··· Provided data

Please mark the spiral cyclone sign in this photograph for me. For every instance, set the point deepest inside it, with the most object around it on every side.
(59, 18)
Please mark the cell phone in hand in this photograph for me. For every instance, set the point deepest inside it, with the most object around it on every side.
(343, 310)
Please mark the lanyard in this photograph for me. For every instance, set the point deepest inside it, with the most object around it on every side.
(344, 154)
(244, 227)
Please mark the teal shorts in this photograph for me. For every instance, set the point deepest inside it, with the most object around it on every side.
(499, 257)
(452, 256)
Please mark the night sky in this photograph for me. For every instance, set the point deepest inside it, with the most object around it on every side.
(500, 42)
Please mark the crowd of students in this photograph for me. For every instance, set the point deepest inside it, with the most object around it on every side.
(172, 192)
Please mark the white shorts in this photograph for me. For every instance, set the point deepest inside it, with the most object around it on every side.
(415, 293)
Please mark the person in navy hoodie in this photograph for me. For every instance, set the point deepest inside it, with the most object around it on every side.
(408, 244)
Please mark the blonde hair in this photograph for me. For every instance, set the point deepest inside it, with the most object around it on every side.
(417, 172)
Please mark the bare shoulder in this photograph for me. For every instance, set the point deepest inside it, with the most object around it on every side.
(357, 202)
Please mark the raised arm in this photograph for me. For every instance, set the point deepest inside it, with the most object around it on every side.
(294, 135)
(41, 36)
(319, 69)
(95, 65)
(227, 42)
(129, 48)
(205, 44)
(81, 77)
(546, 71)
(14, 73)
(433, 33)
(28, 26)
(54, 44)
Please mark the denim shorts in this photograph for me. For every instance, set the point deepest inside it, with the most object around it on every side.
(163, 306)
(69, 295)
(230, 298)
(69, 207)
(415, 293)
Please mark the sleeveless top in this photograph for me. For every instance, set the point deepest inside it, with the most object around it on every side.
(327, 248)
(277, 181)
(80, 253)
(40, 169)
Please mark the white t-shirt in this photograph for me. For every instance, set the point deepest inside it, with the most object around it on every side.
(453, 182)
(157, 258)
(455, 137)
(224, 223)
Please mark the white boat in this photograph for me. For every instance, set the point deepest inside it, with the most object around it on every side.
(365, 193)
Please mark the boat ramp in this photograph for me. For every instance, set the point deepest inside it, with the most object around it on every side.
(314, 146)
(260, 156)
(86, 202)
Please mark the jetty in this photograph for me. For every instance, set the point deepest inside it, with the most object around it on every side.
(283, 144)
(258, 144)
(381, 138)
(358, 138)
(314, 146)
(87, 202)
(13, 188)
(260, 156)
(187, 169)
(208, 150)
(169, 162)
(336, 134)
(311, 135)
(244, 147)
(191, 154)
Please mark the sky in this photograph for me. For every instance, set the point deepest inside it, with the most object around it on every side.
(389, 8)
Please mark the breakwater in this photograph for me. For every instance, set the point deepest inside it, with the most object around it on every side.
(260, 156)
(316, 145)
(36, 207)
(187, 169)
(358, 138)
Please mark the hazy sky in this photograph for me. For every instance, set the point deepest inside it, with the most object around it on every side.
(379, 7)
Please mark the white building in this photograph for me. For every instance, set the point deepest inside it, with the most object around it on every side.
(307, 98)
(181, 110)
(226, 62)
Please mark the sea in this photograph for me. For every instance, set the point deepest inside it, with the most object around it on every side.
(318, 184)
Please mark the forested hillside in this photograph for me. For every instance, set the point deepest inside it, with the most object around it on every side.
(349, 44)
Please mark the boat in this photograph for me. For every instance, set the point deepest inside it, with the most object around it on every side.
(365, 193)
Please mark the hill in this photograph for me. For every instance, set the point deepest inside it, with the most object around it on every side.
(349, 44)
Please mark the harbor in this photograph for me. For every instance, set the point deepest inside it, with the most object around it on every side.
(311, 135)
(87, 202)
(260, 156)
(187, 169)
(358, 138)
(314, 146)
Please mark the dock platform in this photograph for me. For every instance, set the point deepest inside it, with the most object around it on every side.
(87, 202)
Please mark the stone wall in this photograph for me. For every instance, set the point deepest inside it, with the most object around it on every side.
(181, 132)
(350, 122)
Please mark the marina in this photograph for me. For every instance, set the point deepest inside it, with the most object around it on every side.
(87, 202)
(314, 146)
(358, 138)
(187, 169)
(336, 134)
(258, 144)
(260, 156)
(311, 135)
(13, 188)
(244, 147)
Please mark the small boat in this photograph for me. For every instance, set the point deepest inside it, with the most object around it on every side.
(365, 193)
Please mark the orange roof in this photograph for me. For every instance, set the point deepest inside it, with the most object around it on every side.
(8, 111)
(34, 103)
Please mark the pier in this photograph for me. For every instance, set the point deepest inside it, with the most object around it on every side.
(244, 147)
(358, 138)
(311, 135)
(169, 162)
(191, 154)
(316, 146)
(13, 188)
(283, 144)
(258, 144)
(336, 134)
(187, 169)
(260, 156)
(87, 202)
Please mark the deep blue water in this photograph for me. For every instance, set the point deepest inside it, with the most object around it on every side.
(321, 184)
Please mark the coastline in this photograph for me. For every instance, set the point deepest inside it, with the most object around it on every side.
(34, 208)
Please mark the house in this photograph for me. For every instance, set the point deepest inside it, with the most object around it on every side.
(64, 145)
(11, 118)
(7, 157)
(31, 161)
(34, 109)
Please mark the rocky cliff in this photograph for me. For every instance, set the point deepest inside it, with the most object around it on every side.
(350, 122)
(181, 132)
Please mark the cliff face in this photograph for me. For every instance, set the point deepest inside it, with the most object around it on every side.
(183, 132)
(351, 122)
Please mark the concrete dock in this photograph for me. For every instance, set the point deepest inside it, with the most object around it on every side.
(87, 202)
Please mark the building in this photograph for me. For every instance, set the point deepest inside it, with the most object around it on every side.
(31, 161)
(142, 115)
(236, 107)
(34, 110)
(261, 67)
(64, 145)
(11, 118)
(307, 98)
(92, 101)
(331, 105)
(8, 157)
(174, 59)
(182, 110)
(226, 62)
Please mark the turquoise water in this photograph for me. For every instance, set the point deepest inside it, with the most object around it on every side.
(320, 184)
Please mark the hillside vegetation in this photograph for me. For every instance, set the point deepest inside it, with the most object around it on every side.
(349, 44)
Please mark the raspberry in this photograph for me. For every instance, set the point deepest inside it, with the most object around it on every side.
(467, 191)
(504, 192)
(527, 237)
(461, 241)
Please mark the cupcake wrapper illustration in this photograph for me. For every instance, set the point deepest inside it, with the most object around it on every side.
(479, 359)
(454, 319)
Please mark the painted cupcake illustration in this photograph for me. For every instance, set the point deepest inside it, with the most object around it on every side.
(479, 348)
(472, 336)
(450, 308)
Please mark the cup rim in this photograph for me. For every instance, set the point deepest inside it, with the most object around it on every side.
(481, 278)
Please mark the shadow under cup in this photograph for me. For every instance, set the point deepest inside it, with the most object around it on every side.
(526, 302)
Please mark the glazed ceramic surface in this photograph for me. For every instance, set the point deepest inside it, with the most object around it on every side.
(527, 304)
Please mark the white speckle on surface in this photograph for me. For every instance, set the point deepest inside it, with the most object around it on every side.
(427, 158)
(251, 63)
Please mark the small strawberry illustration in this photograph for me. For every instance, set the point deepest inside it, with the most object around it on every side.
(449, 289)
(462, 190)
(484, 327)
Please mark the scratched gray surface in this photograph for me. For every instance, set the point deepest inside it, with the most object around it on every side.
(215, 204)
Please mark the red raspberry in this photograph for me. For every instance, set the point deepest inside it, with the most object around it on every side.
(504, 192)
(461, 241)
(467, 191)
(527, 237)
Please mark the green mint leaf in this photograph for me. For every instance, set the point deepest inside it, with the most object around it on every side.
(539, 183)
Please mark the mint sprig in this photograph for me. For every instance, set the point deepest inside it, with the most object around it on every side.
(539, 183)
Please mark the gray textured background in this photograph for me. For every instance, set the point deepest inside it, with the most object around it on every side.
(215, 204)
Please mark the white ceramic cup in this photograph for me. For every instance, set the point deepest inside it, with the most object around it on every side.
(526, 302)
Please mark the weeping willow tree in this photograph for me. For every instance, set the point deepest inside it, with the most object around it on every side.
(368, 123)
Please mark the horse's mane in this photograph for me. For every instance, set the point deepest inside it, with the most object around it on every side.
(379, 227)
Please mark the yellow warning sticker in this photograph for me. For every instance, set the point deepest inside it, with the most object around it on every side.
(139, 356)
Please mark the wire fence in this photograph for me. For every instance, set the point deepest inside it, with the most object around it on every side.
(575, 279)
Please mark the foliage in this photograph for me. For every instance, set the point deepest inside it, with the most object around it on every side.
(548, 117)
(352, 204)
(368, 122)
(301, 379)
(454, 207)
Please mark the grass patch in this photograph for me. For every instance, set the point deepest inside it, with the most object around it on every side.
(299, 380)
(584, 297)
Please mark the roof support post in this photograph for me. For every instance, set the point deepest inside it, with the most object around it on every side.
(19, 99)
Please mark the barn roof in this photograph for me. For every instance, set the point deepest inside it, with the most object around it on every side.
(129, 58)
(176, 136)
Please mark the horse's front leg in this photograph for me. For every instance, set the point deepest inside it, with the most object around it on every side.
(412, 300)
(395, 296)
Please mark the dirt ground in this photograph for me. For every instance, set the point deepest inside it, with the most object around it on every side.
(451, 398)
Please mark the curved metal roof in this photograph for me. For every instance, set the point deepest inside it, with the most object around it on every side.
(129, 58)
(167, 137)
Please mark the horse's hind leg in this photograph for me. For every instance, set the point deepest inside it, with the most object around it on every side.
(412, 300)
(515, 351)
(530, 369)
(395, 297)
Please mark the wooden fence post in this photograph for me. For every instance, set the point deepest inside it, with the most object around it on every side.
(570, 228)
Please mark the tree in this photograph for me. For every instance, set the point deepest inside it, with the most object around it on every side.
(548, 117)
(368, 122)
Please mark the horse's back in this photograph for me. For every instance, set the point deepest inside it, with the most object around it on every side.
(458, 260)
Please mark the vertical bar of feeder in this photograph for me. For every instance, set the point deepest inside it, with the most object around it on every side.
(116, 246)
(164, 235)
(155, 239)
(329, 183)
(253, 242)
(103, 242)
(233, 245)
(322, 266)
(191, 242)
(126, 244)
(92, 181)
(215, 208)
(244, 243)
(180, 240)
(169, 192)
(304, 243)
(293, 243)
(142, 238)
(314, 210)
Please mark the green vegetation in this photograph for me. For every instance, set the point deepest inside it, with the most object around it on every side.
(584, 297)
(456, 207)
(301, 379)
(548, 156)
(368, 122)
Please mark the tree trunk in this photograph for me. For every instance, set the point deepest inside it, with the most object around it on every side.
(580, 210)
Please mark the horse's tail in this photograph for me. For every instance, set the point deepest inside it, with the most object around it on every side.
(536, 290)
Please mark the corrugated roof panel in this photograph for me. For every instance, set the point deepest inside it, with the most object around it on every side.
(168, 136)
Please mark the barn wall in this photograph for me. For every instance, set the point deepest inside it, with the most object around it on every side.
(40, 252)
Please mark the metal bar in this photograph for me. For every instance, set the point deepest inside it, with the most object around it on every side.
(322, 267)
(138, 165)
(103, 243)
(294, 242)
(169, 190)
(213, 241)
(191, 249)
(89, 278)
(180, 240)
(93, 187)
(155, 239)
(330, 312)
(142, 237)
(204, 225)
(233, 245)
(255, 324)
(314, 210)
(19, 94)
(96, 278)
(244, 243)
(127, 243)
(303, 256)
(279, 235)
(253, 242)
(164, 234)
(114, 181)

······

Each line from the one containing "Please mark the horse's tail" through the last line of the entries is to be copied exactly, with no other lines added.

Please mark the horse's tail in this photograph for me. For every instance, set the point deepest inside it, with the most object around it on every side.
(536, 290)
Please mark the corrugated roof panel in this photograph for me. For every instance, set the point deepest inside it, with the most object around it on every side.
(168, 136)
Please mark the barn wall in this photograph for me. For every instance, set the point deepest inside it, with the most object around it on every side.
(40, 252)
Please mark the metal bar in this photograph for me. For every instance, set the point deepest inside it, with the most object around it on every side.
(322, 267)
(138, 165)
(103, 243)
(294, 242)
(169, 190)
(213, 241)
(191, 249)
(89, 278)
(180, 240)
(93, 187)
(155, 239)
(330, 312)
(142, 237)
(204, 225)
(233, 245)
(255, 324)
(314, 210)
(19, 94)
(96, 278)
(244, 243)
(127, 243)
(303, 256)
(279, 235)
(253, 242)
(164, 234)
(114, 181)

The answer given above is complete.